┌─ Dataset records

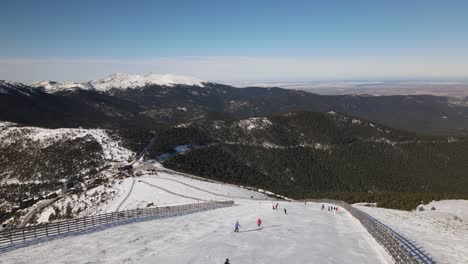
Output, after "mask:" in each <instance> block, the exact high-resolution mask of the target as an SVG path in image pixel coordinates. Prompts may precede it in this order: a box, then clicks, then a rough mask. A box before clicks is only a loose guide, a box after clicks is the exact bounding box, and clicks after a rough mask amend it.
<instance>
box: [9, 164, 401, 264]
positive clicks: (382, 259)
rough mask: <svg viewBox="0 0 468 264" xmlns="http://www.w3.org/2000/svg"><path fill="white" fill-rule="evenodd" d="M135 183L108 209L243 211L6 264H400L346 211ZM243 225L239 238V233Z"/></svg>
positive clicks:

└─
┌─ Dataset records

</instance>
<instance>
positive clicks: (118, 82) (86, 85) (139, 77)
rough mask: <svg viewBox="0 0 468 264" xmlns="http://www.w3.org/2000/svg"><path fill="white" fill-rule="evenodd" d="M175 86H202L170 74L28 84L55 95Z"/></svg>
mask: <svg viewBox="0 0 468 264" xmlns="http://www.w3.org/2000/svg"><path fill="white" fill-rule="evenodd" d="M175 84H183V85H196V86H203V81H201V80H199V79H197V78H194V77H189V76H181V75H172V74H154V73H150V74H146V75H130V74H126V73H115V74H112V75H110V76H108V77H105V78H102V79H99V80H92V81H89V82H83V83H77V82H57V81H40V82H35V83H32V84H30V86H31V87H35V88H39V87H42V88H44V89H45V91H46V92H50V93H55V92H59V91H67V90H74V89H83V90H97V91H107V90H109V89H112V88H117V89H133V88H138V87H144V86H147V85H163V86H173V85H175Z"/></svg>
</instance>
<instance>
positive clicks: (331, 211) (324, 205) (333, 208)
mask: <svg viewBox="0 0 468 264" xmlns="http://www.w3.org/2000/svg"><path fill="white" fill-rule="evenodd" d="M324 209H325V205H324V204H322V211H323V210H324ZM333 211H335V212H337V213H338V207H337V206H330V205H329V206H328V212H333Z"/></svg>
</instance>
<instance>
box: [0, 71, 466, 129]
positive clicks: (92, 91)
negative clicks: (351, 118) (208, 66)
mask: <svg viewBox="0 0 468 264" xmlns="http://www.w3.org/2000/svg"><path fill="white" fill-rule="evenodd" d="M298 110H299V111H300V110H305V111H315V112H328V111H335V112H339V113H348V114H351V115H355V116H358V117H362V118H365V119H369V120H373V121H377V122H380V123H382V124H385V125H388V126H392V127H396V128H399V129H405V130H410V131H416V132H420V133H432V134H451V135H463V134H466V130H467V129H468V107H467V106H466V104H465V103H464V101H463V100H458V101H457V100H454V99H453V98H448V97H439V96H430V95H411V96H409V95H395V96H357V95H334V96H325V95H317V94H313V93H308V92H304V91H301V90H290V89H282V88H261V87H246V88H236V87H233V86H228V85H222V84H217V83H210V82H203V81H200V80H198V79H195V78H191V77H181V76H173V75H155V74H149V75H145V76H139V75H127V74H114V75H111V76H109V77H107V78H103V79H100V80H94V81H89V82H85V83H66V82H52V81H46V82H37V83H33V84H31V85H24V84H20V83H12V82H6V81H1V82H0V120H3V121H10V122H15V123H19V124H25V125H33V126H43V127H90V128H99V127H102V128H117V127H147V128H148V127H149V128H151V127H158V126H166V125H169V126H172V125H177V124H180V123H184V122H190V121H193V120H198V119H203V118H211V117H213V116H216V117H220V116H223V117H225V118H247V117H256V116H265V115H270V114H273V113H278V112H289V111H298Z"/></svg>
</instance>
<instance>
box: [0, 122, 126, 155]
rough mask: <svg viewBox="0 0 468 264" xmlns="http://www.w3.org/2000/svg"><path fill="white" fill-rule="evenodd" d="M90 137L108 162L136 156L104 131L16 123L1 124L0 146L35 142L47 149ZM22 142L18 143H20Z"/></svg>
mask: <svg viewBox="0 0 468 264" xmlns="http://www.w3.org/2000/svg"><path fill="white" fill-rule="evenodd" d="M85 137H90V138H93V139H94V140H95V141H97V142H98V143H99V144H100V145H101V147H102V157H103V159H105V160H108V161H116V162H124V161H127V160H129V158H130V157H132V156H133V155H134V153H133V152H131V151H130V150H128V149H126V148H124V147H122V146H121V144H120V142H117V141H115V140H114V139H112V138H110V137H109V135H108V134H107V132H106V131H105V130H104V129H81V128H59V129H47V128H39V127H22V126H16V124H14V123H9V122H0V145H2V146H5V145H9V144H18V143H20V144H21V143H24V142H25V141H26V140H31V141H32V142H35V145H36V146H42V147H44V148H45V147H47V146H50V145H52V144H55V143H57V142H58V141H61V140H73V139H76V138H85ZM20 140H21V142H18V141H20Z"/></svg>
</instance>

└─

▶ [Your objective]
Return the span of lines in the data above that opens at the line with "box: [0, 71, 466, 129]" and closes at the line with "box: [0, 122, 126, 155]", exactly, ends included, nothing else.

▶ [Finished task]
box: [0, 71, 466, 129]
positive clicks: (92, 91)
negative clicks: (351, 118) (208, 66)
mask: <svg viewBox="0 0 468 264" xmlns="http://www.w3.org/2000/svg"><path fill="white" fill-rule="evenodd" d="M298 110H299V111H300V110H305V111H315V112H328V111H335V112H339V113H348V114H351V115H355V116H358V117H362V118H365V119H369V120H373V121H377V122H380V123H382V124H385V125H388V126H392V127H396V128H399V129H405V130H410V131H416V132H420V133H432V134H451V135H463V134H466V130H467V129H468V107H467V106H466V104H465V103H464V101H463V100H458V101H457V100H454V99H453V98H448V97H439V96H430V95H411V96H409V95H395V96H357V95H334V96H325V95H317V94H313V93H308V92H304V91H301V90H290V89H282V88H261V87H246V88H236V87H233V86H228V85H222V84H217V83H210V82H203V81H200V80H198V79H195V78H191V77H181V76H173V75H155V74H149V75H145V76H139V75H127V74H114V75H111V76H109V77H107V78H103V79H100V80H94V81H89V82H85V83H66V82H52V81H46V82H37V83H33V84H31V85H24V84H20V83H12V82H6V81H1V82H0V120H3V121H10V122H15V123H19V124H25V125H33V126H43V127H90V128H99V127H102V128H117V127H147V128H148V127H149V128H151V127H158V126H166V125H169V126H172V125H177V124H180V123H184V122H190V121H193V120H198V119H203V118H211V117H213V116H216V117H220V116H223V117H225V118H247V117H256V116H265V115H270V114H273V113H278V112H289V111H298Z"/></svg>
</instance>
<instance>
box: [0, 122, 126, 155]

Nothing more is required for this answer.